• ASSIGNMENT: Each line of the records that holds "reflection" should be shown in full.

• INPUT RECORDS:
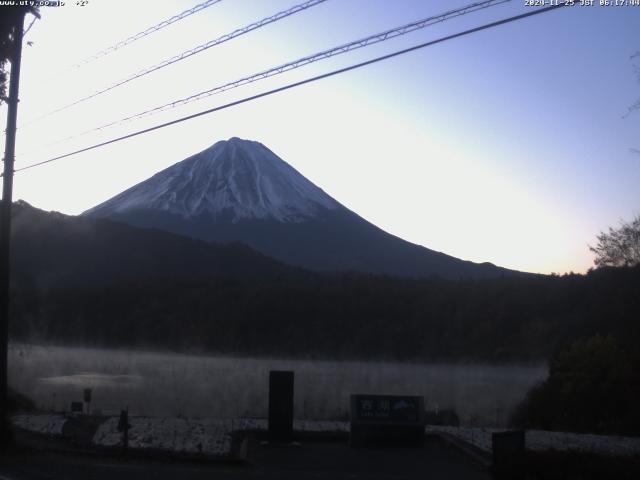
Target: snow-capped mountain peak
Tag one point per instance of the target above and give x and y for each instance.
(239, 178)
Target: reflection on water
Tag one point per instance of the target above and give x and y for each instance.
(90, 379)
(166, 384)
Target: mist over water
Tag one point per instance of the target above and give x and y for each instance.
(168, 384)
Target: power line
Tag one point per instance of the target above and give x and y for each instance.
(188, 53)
(344, 48)
(302, 82)
(144, 33)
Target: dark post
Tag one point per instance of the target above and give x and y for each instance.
(5, 215)
(280, 406)
(123, 426)
(508, 454)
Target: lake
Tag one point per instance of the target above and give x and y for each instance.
(169, 384)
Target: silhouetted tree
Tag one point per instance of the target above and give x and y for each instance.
(619, 247)
(591, 388)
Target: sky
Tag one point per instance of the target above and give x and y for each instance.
(510, 145)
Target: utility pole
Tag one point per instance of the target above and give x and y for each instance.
(5, 218)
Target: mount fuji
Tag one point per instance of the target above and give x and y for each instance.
(239, 190)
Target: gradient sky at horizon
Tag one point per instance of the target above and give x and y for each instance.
(509, 145)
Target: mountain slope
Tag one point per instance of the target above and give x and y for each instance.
(52, 250)
(238, 190)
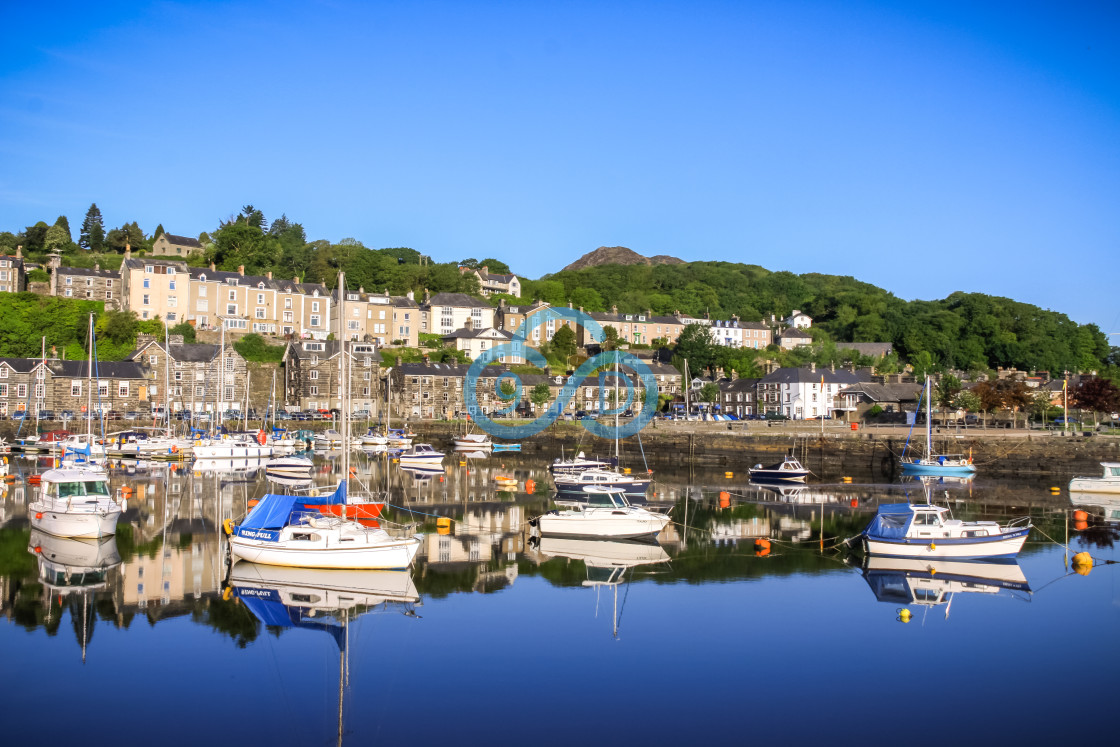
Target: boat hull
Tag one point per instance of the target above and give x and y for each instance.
(1002, 545)
(619, 528)
(631, 487)
(80, 525)
(1094, 485)
(389, 557)
(917, 468)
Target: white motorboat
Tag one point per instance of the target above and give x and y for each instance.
(929, 531)
(75, 502)
(576, 483)
(473, 442)
(233, 446)
(289, 465)
(373, 438)
(421, 454)
(70, 562)
(579, 464)
(606, 513)
(787, 470)
(1108, 483)
(328, 439)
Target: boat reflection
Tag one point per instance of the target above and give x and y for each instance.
(72, 571)
(608, 562)
(935, 582)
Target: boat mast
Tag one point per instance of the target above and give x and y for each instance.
(929, 422)
(89, 393)
(167, 376)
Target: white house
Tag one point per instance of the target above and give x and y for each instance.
(445, 313)
(801, 393)
(476, 342)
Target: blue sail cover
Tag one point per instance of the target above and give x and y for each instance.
(270, 515)
(267, 606)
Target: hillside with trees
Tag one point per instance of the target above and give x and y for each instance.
(964, 330)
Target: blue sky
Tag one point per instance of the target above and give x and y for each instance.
(925, 147)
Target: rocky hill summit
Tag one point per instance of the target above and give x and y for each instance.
(619, 255)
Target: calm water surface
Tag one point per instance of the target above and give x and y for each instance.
(495, 637)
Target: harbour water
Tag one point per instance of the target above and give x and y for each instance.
(498, 637)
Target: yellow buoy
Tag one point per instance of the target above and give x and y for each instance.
(1082, 563)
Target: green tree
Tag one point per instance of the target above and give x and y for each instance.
(948, 389)
(93, 230)
(540, 394)
(495, 267)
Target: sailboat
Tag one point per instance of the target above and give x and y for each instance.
(607, 561)
(285, 530)
(934, 464)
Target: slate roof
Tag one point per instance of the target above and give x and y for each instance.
(183, 241)
(488, 333)
(457, 299)
(102, 369)
(803, 375)
(87, 272)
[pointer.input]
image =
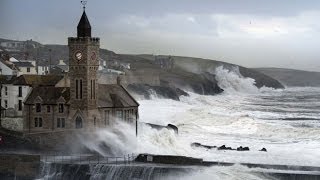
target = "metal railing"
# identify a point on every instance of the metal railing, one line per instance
(88, 159)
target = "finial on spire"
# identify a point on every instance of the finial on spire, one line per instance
(84, 4)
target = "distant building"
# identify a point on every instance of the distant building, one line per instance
(84, 104)
(63, 66)
(15, 90)
(25, 67)
(8, 68)
(12, 44)
(165, 62)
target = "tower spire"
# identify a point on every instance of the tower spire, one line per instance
(84, 5)
(84, 27)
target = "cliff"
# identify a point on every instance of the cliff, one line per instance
(167, 76)
(292, 77)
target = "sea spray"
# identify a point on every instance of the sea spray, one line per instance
(232, 81)
(117, 140)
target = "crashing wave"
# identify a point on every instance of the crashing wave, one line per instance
(232, 81)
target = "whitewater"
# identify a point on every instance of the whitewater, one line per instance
(286, 122)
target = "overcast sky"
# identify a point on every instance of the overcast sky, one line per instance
(252, 33)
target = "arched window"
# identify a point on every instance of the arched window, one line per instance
(78, 122)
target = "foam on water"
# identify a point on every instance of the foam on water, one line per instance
(241, 116)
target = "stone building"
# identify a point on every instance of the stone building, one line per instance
(84, 103)
(15, 90)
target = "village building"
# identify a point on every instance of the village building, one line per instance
(78, 101)
(15, 90)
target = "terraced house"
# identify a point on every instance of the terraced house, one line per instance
(78, 101)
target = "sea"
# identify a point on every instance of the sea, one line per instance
(286, 122)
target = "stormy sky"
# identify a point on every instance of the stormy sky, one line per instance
(252, 33)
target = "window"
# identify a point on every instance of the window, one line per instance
(6, 103)
(20, 105)
(77, 91)
(38, 107)
(38, 122)
(61, 108)
(94, 89)
(107, 118)
(63, 123)
(58, 122)
(20, 91)
(119, 114)
(91, 89)
(80, 88)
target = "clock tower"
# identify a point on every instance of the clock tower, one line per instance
(83, 66)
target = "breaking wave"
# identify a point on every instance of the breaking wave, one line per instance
(232, 81)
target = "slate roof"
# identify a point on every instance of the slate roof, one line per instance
(113, 95)
(23, 64)
(5, 79)
(9, 64)
(84, 27)
(41, 80)
(109, 96)
(49, 95)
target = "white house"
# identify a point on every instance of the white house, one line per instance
(13, 97)
(43, 70)
(14, 92)
(8, 68)
(25, 67)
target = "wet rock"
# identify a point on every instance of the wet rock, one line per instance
(223, 147)
(195, 144)
(173, 127)
(264, 149)
(159, 127)
(243, 148)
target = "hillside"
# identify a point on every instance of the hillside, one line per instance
(167, 76)
(291, 77)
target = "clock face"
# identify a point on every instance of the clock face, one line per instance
(93, 56)
(78, 55)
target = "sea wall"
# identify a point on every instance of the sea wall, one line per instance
(18, 166)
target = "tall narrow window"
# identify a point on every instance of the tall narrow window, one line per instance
(63, 123)
(107, 118)
(94, 89)
(77, 91)
(58, 122)
(80, 88)
(61, 108)
(38, 107)
(119, 115)
(35, 122)
(91, 83)
(6, 90)
(40, 122)
(20, 105)
(6, 103)
(20, 92)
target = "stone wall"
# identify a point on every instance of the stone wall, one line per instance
(19, 166)
(15, 124)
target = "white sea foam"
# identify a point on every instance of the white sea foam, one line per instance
(241, 116)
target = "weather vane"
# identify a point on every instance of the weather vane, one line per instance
(84, 4)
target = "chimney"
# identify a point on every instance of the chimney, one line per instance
(119, 80)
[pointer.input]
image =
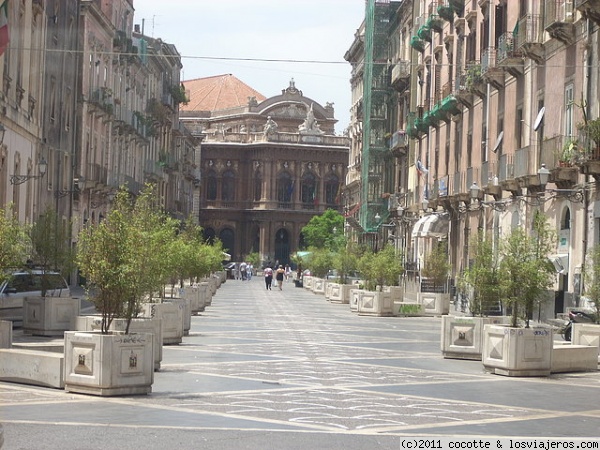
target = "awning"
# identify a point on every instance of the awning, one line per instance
(431, 226)
(560, 262)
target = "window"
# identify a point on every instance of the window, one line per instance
(285, 187)
(569, 109)
(332, 189)
(257, 186)
(309, 188)
(228, 186)
(211, 185)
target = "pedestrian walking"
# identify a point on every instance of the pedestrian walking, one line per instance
(279, 276)
(268, 277)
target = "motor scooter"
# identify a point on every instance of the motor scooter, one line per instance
(575, 316)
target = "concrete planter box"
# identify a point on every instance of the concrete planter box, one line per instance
(307, 282)
(150, 325)
(340, 293)
(517, 352)
(406, 309)
(462, 337)
(108, 364)
(375, 304)
(171, 320)
(354, 296)
(587, 334)
(186, 315)
(49, 316)
(5, 334)
(318, 285)
(435, 304)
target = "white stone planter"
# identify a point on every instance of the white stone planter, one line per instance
(318, 285)
(186, 314)
(5, 334)
(171, 320)
(150, 325)
(49, 316)
(517, 352)
(340, 293)
(372, 303)
(435, 304)
(462, 337)
(307, 282)
(354, 296)
(108, 364)
(586, 334)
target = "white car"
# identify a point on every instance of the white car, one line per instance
(28, 283)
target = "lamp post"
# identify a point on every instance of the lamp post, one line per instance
(20, 179)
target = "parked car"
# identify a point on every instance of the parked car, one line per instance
(28, 283)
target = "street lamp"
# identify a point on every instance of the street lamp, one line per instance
(20, 179)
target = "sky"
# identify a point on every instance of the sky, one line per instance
(228, 36)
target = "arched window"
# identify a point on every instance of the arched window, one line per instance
(209, 235)
(228, 186)
(285, 188)
(211, 185)
(309, 194)
(227, 237)
(332, 189)
(257, 186)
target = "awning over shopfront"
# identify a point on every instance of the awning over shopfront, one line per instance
(431, 226)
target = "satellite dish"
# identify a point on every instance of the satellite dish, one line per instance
(498, 142)
(539, 119)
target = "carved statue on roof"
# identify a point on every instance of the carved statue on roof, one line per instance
(310, 125)
(270, 127)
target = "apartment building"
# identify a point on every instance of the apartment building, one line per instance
(90, 104)
(500, 124)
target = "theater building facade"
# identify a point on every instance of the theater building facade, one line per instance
(268, 165)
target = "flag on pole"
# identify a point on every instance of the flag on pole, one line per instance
(4, 36)
(421, 169)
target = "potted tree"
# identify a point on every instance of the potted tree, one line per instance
(462, 336)
(379, 269)
(345, 262)
(589, 333)
(525, 275)
(120, 274)
(52, 313)
(14, 244)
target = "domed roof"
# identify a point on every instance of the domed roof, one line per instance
(218, 93)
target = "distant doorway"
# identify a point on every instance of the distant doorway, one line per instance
(282, 246)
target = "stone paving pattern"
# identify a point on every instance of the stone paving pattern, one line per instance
(287, 369)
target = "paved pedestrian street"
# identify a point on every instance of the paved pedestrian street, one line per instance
(289, 370)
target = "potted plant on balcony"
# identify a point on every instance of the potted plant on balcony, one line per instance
(119, 273)
(379, 269)
(525, 275)
(52, 254)
(462, 336)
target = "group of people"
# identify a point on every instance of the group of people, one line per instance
(244, 272)
(281, 273)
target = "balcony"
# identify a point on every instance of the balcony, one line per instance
(507, 57)
(589, 9)
(399, 143)
(490, 72)
(558, 20)
(530, 37)
(400, 75)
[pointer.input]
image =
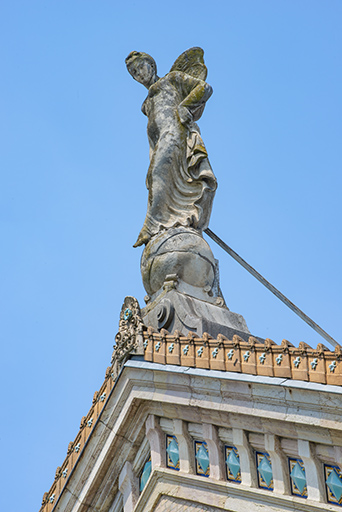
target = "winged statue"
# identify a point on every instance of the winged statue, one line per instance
(180, 181)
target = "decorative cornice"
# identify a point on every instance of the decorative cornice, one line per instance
(235, 355)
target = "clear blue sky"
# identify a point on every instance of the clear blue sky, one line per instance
(74, 156)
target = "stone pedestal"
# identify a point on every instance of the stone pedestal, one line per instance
(173, 310)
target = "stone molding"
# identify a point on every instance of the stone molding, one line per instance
(301, 363)
(251, 357)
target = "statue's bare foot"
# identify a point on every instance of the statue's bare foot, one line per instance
(143, 238)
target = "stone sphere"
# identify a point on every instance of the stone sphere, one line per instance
(181, 251)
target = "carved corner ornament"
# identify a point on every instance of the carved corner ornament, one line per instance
(129, 339)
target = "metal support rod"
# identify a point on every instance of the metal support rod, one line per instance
(270, 287)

• ANSWER SPACE:
Target: reflection on water
Target: boat reflection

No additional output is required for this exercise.